Dataset records START
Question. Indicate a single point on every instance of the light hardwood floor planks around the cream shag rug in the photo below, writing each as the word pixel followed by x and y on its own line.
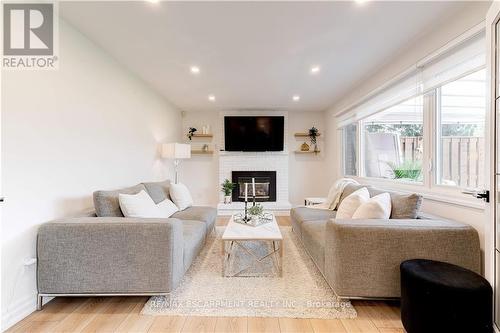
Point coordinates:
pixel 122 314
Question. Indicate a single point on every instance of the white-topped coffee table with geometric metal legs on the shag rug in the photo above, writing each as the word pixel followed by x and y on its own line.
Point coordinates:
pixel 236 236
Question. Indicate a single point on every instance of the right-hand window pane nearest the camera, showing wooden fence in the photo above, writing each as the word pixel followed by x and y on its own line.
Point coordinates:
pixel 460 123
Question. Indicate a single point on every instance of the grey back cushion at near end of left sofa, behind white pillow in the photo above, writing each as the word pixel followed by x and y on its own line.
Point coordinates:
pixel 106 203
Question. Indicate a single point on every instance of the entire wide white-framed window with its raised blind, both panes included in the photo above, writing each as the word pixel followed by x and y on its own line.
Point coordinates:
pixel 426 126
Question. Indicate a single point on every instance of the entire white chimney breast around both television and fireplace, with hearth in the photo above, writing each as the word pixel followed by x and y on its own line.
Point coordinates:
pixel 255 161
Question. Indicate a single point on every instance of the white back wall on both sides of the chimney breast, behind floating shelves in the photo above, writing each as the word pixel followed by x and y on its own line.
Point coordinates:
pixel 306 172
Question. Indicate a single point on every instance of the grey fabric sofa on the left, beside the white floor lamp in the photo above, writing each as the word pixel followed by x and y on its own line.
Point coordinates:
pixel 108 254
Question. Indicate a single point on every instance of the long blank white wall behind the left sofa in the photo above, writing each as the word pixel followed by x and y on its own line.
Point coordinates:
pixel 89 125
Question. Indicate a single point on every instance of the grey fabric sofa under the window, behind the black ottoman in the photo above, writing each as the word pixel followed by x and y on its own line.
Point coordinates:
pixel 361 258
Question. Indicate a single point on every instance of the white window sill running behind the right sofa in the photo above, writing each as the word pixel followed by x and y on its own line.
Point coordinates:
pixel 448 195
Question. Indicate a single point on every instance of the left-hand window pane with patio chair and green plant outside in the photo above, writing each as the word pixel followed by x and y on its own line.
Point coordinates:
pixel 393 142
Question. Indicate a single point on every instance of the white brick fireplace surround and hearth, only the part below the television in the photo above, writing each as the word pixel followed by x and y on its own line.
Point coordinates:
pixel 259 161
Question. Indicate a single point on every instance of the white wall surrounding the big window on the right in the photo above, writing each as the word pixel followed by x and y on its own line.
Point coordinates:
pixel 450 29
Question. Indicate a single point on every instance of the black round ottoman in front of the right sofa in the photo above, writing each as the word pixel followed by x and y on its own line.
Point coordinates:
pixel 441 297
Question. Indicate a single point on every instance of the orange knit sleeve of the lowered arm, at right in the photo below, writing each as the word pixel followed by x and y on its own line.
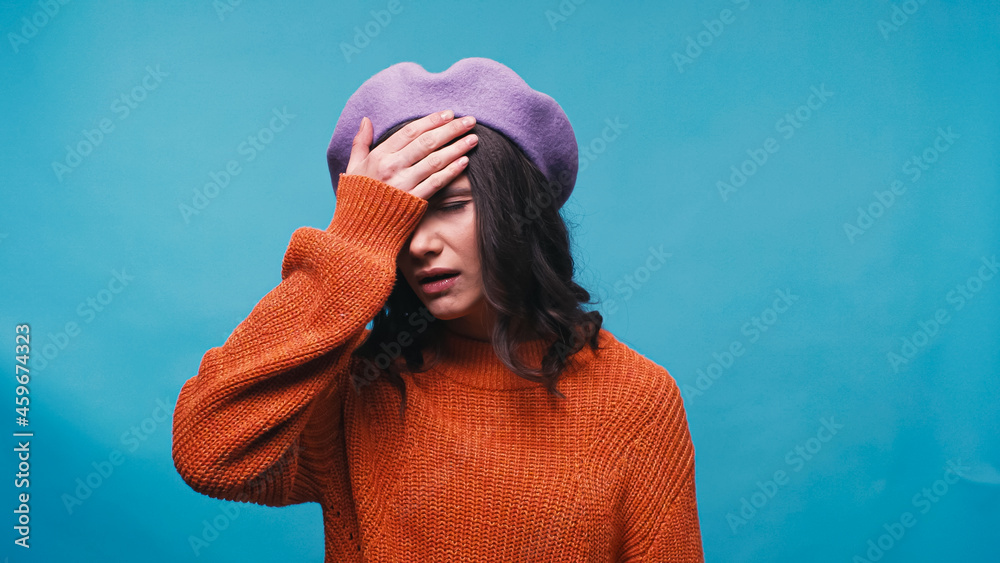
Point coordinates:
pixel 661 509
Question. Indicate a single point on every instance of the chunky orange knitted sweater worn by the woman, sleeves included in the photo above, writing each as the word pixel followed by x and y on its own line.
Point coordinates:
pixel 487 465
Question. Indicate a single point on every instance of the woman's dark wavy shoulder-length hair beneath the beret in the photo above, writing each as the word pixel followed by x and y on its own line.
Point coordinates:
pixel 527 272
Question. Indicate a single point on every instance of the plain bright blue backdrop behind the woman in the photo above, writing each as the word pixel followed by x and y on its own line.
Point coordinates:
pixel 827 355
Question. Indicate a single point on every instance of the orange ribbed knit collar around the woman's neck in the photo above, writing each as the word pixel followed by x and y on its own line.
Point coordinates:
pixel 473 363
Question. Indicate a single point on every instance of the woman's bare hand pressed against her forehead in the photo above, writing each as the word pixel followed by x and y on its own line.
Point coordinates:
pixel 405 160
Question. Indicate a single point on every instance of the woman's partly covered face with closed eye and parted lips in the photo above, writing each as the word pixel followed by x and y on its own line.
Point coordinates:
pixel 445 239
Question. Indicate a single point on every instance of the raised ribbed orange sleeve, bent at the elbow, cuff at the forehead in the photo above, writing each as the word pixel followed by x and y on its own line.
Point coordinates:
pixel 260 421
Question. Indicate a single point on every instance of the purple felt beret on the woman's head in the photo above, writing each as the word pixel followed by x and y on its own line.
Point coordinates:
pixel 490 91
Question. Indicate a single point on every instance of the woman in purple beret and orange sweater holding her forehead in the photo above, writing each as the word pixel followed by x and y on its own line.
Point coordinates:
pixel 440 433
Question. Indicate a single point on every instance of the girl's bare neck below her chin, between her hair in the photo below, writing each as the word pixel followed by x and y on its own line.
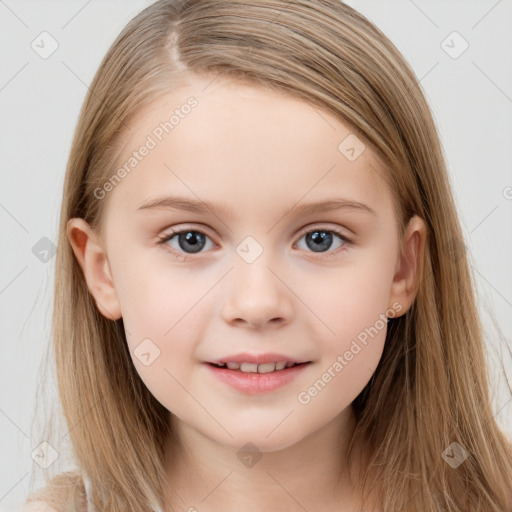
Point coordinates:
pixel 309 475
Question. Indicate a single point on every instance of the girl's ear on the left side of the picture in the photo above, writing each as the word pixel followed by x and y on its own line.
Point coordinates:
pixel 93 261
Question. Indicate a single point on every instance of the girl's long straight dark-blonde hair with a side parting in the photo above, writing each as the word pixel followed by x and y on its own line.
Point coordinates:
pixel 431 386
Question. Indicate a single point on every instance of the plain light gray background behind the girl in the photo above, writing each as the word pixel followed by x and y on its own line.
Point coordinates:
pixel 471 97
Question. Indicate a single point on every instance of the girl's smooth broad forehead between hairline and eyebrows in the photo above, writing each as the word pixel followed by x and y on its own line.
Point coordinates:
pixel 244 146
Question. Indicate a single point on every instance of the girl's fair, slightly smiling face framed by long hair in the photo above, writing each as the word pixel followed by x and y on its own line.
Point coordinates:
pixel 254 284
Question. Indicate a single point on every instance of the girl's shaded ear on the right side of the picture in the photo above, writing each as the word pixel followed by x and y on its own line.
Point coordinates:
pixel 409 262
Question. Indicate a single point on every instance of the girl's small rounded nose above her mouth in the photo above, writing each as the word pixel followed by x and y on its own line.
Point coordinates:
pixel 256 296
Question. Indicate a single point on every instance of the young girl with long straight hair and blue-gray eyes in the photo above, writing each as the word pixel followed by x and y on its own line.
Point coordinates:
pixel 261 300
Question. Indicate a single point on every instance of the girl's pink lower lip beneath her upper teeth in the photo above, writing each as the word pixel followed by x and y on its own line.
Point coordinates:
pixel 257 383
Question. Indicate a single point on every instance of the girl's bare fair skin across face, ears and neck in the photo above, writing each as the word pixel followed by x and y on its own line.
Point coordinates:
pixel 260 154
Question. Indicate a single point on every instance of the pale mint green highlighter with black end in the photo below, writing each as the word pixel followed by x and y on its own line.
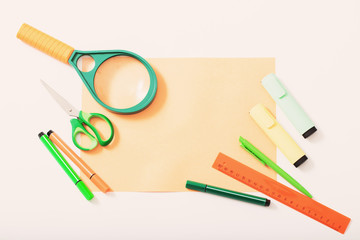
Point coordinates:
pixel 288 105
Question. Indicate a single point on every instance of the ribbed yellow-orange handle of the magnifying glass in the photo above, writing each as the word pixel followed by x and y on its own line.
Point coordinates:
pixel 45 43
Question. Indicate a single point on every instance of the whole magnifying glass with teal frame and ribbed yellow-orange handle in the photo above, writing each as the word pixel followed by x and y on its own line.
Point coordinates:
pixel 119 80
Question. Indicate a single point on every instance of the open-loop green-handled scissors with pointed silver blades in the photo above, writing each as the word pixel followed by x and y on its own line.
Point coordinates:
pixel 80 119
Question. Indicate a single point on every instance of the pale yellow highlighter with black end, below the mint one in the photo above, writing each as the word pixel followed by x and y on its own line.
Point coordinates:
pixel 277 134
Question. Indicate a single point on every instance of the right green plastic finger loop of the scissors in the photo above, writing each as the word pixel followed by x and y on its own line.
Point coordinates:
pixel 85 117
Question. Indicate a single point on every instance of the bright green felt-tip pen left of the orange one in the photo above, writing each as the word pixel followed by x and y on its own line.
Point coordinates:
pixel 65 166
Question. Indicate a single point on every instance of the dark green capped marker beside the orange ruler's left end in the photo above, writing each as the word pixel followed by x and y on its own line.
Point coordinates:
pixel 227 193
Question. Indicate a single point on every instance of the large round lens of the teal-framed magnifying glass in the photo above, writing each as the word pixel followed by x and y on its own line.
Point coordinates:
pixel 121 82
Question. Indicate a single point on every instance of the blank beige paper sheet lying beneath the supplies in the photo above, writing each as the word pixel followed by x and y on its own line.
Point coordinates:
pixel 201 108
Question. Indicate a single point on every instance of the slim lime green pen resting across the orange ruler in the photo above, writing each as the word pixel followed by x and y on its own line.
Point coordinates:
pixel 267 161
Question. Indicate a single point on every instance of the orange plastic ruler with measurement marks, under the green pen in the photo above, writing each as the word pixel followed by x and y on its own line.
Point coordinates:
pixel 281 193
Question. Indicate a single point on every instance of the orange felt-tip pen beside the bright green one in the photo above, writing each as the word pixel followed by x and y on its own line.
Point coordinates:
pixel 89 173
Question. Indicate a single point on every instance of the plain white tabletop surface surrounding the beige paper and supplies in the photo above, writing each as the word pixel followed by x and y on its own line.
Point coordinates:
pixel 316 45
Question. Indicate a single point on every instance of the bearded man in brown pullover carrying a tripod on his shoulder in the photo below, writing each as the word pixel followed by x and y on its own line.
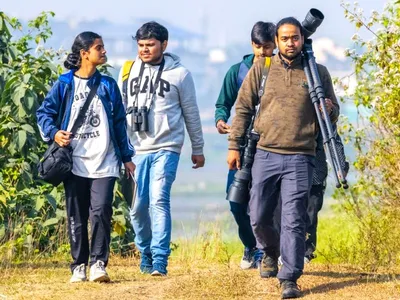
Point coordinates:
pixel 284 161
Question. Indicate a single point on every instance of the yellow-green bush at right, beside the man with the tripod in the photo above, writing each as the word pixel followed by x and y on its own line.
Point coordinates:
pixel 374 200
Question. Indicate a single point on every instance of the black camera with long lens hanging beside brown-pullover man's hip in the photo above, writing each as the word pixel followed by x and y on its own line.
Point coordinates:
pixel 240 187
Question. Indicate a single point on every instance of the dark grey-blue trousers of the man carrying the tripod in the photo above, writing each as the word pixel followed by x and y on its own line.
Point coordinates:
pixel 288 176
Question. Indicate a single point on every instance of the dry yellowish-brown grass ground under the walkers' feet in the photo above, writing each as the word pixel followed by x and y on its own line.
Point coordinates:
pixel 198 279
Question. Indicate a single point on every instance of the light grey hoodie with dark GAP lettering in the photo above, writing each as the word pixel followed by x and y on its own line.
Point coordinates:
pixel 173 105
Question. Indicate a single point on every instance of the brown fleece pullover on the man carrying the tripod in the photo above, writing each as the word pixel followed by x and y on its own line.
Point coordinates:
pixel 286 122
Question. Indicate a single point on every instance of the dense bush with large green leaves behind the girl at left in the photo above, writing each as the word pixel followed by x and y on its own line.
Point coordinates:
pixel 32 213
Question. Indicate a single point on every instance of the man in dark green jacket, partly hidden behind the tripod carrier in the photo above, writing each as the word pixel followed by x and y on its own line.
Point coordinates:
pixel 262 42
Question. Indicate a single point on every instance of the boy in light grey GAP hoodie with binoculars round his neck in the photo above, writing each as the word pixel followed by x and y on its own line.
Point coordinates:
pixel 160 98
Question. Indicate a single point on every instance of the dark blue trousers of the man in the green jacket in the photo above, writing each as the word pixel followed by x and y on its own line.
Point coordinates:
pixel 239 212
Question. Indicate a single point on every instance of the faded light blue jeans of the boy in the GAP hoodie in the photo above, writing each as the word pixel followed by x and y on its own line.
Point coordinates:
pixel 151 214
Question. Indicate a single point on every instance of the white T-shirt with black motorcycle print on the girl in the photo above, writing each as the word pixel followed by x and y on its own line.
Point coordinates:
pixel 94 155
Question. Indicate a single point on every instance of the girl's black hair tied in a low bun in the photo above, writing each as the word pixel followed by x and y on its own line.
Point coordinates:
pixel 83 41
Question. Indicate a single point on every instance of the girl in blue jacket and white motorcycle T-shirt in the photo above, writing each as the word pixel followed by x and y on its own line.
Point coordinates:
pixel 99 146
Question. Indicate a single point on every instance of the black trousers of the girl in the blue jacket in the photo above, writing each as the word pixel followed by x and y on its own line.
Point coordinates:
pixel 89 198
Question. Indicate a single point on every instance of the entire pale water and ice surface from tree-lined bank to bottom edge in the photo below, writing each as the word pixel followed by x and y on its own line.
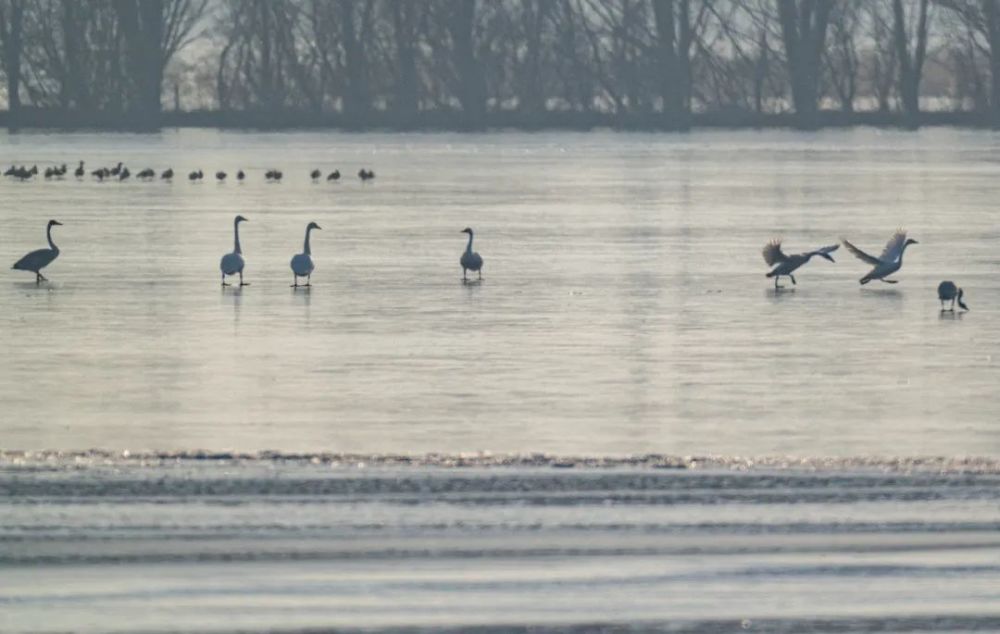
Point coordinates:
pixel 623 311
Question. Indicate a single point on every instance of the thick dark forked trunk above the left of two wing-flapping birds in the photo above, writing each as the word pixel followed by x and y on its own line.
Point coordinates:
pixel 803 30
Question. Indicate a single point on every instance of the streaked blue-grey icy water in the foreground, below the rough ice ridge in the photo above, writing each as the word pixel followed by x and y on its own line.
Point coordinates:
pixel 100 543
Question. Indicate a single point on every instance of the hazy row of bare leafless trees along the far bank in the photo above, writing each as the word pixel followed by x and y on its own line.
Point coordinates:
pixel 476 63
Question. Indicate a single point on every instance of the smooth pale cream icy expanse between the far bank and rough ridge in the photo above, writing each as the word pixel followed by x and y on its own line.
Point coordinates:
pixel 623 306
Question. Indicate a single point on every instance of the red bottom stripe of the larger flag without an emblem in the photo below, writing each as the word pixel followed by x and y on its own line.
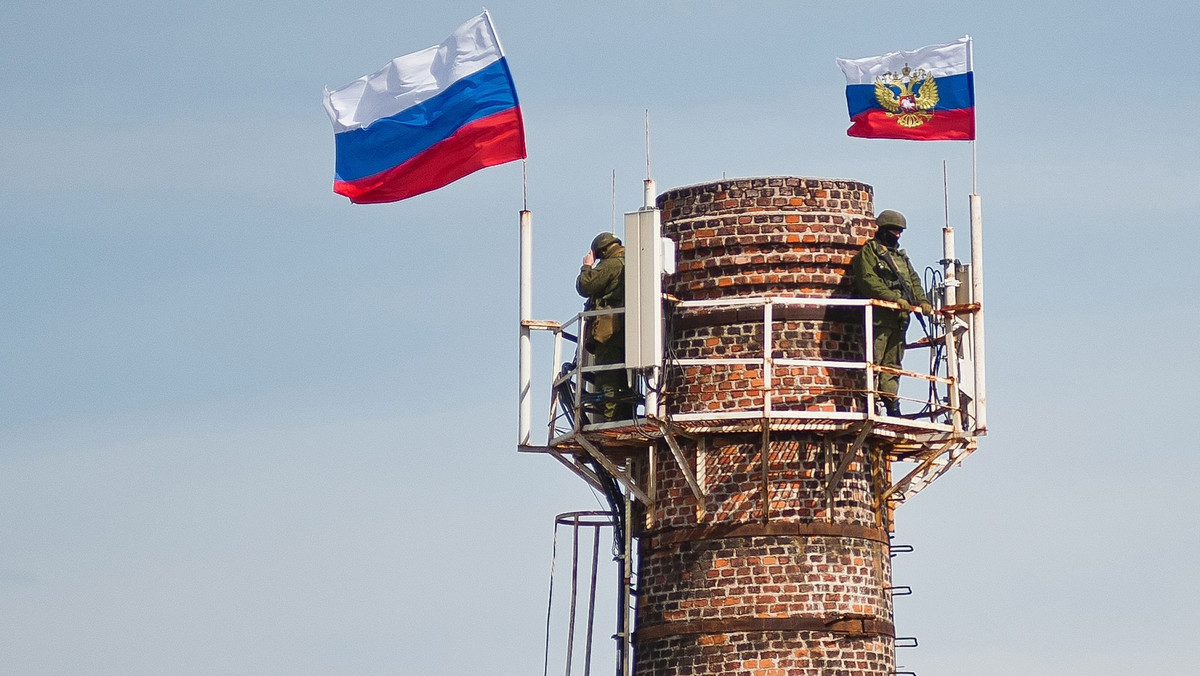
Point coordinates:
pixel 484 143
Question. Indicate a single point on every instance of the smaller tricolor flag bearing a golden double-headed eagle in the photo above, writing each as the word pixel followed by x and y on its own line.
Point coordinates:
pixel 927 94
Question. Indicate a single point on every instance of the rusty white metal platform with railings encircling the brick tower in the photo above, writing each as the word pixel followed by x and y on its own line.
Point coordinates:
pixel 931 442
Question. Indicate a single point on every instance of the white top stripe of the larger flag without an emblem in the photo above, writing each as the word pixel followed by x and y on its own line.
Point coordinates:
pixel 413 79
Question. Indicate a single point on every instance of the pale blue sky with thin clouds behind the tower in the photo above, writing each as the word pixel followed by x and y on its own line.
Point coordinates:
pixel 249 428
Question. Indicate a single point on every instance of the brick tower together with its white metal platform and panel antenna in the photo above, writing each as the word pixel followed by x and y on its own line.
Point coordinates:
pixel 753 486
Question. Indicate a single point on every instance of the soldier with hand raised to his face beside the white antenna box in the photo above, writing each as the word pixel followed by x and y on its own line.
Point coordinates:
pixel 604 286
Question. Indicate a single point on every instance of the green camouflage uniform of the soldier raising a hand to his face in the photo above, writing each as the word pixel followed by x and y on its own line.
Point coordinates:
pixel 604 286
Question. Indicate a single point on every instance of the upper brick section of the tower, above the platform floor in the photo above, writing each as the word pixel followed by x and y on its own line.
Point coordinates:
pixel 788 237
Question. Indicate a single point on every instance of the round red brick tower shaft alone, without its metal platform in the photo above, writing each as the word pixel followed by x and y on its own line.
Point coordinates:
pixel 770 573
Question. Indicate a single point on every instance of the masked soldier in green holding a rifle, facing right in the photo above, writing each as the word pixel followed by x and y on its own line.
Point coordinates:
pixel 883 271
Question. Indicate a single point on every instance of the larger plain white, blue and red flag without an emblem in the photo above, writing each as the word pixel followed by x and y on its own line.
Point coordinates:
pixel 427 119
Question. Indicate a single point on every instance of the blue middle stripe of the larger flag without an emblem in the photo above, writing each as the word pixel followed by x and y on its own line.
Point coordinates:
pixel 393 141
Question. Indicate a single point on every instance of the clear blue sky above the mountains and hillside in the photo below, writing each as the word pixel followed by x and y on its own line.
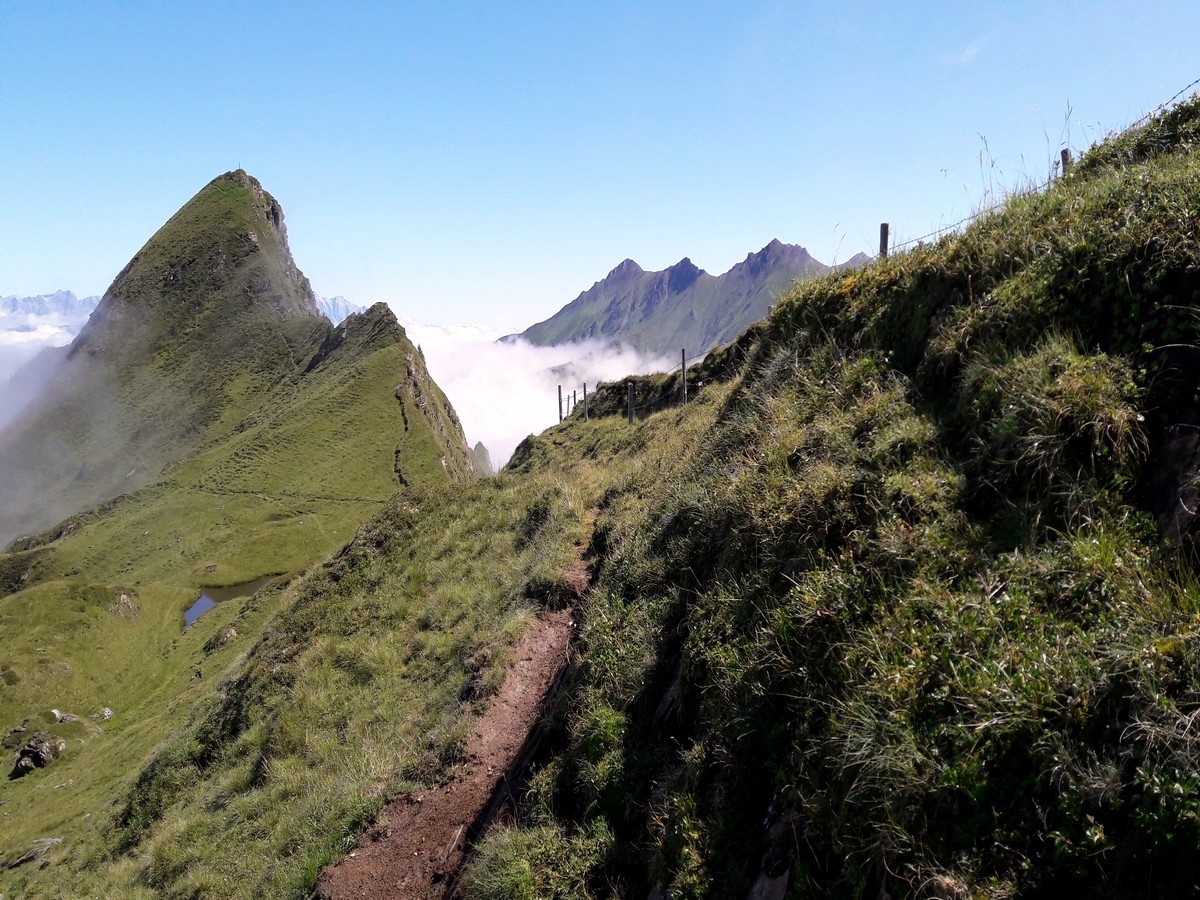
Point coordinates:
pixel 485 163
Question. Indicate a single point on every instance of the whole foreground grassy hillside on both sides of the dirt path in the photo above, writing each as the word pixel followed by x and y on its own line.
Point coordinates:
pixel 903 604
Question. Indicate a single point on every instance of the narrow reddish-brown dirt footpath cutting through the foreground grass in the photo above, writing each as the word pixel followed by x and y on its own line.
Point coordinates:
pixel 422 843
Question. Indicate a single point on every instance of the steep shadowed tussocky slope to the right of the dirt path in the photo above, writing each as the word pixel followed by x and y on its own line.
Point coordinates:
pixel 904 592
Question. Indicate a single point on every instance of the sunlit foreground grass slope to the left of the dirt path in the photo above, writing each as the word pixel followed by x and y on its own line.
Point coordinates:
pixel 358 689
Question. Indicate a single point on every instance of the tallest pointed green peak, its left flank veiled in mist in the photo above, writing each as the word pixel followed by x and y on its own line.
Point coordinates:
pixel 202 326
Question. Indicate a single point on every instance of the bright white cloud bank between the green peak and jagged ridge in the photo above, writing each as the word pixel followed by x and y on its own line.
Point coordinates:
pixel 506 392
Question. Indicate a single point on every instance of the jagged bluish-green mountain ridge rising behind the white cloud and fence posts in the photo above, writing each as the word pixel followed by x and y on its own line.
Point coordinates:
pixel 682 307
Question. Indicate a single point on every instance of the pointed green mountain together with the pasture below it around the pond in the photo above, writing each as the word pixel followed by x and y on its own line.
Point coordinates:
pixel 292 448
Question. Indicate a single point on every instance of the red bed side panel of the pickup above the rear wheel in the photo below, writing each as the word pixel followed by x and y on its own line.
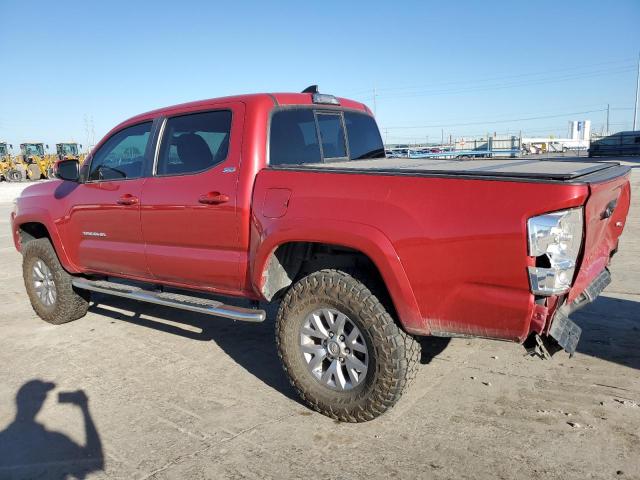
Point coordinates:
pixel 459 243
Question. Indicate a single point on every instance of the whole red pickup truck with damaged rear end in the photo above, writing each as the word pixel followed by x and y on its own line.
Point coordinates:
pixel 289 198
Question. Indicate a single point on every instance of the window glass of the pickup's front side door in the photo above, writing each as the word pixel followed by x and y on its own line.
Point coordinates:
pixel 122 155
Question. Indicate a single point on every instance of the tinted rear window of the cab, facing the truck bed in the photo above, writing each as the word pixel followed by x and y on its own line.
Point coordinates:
Dataset records END
● Problem details: Across the records above, return every line that contains the word "fence".

● Task answer:
Question. Indicate a single point on every instance of the right-hand window pane nearest the camera, showing wooden fence in the photo above, writing each as the word pixel followed by x and y on its own line.
Question. Indicate a single point on every instance of the jagged bluish-green mountain ridge rising behind the white cloud and fence posts in the photo above, writing each as the word pixel followed by x and y on its own line.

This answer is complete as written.